# PROBLEM TO WORK ON
The output should be all lines of the entries below in which the word "every" occurs.

[Referring expression data]
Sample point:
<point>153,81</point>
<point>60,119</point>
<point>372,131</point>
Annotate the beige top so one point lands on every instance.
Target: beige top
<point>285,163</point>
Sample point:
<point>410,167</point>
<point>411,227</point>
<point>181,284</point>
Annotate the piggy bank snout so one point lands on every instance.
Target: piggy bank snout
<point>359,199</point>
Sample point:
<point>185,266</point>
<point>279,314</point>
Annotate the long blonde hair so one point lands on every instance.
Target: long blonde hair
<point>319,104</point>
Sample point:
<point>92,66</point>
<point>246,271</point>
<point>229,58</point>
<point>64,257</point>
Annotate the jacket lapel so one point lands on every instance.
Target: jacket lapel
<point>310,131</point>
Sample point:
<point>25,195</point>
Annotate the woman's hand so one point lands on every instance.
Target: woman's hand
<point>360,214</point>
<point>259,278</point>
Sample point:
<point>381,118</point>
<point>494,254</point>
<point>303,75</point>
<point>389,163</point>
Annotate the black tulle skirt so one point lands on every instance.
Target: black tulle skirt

# RESULT OF THE EXERCISE
Annotate the beige top so one point lands on every instance.
Annotate the piggy bank snout so one point lands on every instance.
Annotate the long blonde hair so one point lands on every instance.
Annotate the jacket lapel so one point lands on every instance.
Annotate the woman's hand so one point lands on every instance.
Annotate the black tulle skirt so one point lands on every instance.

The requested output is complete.